[Natural-language object grounding data]
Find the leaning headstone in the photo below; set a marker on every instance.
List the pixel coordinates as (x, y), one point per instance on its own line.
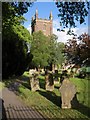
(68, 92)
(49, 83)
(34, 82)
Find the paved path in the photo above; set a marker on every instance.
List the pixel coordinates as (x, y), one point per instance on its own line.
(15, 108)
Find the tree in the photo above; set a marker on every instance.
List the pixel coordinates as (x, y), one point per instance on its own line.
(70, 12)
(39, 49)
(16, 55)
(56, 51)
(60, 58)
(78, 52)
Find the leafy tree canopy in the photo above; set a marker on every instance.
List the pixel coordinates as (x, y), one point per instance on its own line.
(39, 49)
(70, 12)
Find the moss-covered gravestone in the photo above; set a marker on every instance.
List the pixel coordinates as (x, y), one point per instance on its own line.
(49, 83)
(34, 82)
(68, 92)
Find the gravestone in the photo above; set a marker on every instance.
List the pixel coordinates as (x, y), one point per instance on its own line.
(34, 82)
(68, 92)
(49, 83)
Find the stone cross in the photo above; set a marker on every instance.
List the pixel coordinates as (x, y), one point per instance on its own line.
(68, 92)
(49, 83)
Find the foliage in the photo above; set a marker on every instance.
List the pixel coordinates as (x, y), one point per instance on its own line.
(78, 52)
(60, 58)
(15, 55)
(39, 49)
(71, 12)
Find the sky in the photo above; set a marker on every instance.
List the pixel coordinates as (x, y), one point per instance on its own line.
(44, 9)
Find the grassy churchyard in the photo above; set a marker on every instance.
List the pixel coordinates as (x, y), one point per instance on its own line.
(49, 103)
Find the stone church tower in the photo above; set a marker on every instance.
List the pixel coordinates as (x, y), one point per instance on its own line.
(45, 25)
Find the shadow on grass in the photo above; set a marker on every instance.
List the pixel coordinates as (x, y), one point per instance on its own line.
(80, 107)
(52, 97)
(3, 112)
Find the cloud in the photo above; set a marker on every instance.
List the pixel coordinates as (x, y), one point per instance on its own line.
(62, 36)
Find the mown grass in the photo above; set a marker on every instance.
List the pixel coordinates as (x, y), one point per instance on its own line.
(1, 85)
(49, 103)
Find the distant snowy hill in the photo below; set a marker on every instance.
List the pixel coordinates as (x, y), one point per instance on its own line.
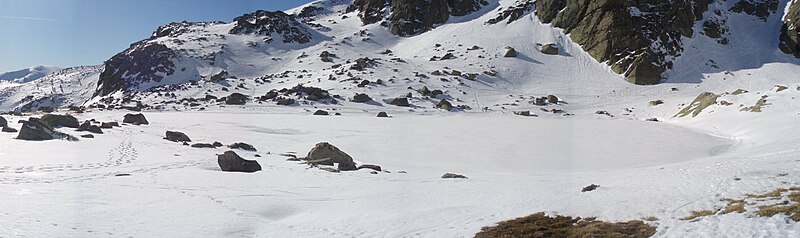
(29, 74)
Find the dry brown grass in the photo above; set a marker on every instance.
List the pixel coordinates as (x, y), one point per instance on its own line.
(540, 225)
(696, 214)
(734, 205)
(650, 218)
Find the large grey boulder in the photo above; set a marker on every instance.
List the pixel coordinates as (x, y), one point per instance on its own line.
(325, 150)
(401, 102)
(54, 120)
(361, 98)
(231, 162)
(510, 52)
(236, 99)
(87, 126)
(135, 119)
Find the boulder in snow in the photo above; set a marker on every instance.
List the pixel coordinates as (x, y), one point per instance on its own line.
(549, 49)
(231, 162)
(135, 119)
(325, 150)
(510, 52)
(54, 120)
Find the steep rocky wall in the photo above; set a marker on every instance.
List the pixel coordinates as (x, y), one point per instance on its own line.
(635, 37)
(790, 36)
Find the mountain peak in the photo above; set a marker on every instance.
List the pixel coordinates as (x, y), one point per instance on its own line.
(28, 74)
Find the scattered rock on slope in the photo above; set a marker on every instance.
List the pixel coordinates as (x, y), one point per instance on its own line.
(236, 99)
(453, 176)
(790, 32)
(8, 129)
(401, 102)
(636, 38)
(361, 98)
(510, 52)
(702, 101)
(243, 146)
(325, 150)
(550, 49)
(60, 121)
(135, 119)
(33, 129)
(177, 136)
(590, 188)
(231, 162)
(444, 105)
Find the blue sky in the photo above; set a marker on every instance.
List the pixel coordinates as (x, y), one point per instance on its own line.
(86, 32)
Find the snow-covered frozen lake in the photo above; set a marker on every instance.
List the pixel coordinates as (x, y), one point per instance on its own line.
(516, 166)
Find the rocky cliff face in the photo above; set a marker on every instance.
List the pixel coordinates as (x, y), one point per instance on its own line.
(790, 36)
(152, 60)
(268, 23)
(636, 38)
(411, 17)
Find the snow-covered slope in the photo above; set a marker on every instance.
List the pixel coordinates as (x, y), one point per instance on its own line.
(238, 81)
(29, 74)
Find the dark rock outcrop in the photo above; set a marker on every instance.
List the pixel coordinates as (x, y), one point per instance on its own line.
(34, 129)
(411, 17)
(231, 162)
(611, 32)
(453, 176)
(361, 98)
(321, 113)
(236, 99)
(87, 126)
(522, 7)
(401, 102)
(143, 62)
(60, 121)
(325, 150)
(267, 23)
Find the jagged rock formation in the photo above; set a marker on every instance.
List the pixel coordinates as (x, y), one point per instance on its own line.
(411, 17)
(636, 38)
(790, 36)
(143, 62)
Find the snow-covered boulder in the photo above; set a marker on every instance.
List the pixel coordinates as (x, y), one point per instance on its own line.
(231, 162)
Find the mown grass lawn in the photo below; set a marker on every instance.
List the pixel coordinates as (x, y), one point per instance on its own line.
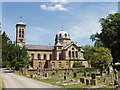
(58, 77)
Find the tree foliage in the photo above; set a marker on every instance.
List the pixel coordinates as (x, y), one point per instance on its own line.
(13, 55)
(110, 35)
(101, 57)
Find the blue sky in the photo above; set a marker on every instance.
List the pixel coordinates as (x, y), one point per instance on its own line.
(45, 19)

**Instructions for the task:** Determine the number of lines in the data above that hold "mown", and reply with that number alone.

**Solved problem:** 2